**Passage shown**
= Beginning of Section =

Immigration proposals revive heated ‘07 debate


2007 immigration reform timeline

May 17, 2007 – President George W. Bush and bipartisan group of senators announce a deal on immigration reform, a 380-page bill. It would grant immediate legalization and allow a path to citizenship to more than 10 million illegal immigrants, while beefing up border security.

May 19, 2007—Georgia U.S. Sen. Saxby Chambliss is booed at state GOP convention when talking about guest-worker program.

May 25, 2007 — Chambliss and Georgia Republican U.S. Sen. Johnny Isakson co-write an AJC op-ed article defending the plan.

May 29, 2007 – Bush travels to South Georgia to make a pitch for the bill.

June 28, 2007 — Vote on the bill fails in the Senate, 46-53, well short of the required 60. Isakson and Chambliss vote no.

For Saxby Chambliss, it was boos. For Johnny Isakson, it was bricks.

The heated 2007 immigration-reform debate has left lasting memories for both of Georgia’s Republican U.S. Senators and lessons for proposals now unfolding with similar fanfare and circumstances: a bipartisan coalition of senators and a supportive president working on a plan.

Some things are different now, notably Republicans’ need to overcome huge deficits among Hispanic voters. But no one expects getting an immigration overhaul through Congress to be a breeze, especially in the House.

The time nearly six years ago, when Chambliss and Isakson helped draft a bill that they ultimately opposed and President George W. Bush traveled to Georgia in a failed attempt to drum up support, provides an instructive backdrop as this debate proceeds.

In Georgia and elsewhere, the conservative backlash was fierce. Chambliss felt it when he heard a smattering of boos at the state GOP convention when he brought up a guest-worker program. Isakson’s office was flooded with phone calls and mail, including bricks intended to be used for a wall at the Mexican border. Isakson kept one brick for posterity, said his deputy chief of staff, Joan Kirchner.

= End of Section =

**Data section**
= Beginning of Section =

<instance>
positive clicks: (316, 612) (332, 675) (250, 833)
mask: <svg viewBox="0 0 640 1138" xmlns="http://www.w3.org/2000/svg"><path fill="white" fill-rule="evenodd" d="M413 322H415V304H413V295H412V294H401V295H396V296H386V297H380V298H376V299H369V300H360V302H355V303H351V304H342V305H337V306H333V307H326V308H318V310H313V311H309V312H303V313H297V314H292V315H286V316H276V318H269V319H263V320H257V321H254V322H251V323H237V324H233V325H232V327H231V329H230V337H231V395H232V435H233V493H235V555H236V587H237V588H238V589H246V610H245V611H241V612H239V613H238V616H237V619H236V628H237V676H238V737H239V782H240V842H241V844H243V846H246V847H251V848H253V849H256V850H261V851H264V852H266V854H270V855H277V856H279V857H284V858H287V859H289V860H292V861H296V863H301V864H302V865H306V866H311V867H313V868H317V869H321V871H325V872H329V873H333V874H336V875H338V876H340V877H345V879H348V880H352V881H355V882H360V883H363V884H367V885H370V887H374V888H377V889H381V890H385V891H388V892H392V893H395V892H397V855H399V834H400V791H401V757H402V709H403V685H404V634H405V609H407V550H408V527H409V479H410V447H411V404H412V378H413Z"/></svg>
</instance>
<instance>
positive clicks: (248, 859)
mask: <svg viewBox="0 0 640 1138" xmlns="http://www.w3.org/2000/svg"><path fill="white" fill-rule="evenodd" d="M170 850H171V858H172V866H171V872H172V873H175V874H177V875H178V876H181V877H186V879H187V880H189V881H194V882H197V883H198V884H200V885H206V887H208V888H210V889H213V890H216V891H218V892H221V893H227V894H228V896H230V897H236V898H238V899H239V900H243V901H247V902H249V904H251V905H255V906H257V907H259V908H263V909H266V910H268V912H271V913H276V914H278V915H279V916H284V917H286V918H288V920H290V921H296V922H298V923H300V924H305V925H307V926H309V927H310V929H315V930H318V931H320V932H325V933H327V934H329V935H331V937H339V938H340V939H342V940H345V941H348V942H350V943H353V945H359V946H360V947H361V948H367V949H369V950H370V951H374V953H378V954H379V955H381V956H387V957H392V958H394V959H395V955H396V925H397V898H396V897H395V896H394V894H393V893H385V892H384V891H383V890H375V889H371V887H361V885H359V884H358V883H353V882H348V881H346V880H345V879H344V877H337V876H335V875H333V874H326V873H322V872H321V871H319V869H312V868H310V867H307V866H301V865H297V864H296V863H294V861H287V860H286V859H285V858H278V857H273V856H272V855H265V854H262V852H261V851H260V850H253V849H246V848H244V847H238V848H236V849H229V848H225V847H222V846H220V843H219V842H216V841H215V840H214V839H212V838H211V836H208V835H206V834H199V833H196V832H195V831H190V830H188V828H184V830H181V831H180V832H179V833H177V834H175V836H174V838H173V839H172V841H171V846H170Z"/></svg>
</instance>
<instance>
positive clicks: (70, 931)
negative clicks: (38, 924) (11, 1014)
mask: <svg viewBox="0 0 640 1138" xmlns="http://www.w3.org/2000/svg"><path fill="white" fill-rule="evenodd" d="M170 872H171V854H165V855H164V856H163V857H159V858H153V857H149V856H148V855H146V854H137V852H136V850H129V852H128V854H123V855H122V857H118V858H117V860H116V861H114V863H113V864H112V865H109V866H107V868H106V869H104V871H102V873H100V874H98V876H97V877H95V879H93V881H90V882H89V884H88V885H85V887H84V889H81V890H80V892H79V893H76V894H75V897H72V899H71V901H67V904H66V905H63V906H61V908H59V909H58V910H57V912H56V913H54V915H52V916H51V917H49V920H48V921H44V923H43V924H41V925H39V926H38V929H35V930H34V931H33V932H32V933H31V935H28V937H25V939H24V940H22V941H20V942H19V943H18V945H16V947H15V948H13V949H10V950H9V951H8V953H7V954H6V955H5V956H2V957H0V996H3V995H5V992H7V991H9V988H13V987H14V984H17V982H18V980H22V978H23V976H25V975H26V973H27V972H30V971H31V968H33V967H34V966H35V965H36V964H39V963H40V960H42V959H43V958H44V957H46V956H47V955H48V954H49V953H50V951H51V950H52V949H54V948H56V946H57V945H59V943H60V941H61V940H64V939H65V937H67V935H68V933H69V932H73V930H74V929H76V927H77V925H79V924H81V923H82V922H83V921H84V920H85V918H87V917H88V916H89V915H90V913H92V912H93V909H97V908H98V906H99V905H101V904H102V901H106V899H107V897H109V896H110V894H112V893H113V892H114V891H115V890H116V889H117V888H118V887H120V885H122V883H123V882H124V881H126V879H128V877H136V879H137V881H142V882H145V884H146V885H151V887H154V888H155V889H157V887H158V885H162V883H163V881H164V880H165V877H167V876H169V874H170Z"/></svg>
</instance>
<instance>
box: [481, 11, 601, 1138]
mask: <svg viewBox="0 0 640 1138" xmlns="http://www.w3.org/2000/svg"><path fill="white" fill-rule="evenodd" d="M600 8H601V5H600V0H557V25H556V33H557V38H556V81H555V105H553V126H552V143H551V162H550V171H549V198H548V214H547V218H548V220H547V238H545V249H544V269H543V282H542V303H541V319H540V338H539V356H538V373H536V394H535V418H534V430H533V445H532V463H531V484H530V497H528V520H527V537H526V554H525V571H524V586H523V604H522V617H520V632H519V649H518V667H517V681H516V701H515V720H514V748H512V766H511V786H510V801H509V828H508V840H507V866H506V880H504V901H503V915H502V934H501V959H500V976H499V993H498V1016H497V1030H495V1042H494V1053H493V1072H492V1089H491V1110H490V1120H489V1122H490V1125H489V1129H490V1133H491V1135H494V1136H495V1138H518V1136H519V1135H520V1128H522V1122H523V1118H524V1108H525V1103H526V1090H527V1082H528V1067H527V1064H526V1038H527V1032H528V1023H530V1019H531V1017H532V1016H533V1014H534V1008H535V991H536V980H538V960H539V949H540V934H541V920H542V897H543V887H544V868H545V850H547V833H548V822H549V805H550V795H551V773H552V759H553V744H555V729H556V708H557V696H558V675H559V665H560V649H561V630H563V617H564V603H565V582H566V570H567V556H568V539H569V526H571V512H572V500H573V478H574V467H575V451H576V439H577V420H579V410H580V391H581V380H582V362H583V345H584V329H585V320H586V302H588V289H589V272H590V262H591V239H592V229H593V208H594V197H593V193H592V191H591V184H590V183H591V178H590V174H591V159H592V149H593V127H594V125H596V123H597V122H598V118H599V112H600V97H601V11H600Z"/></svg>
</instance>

= End of Section =

**Task to complete**
Condense the paragraph of the immigration article that begins "In Georgia and elsewhere" into a shorter version that keeps its main facts. The material above bears no relation to the immigration article.

**Exercise result**
The conservative backlash was fierce in Georgia and elsewhere. Chambliss heard scattered boos at the state GOP convention when he mentioned a guest-worker program. Isakson's office received a flood of calls and mail, including bricks meant for a Mexican border wall. His deputy chief of staff, Joan Kirchner, said he kept one.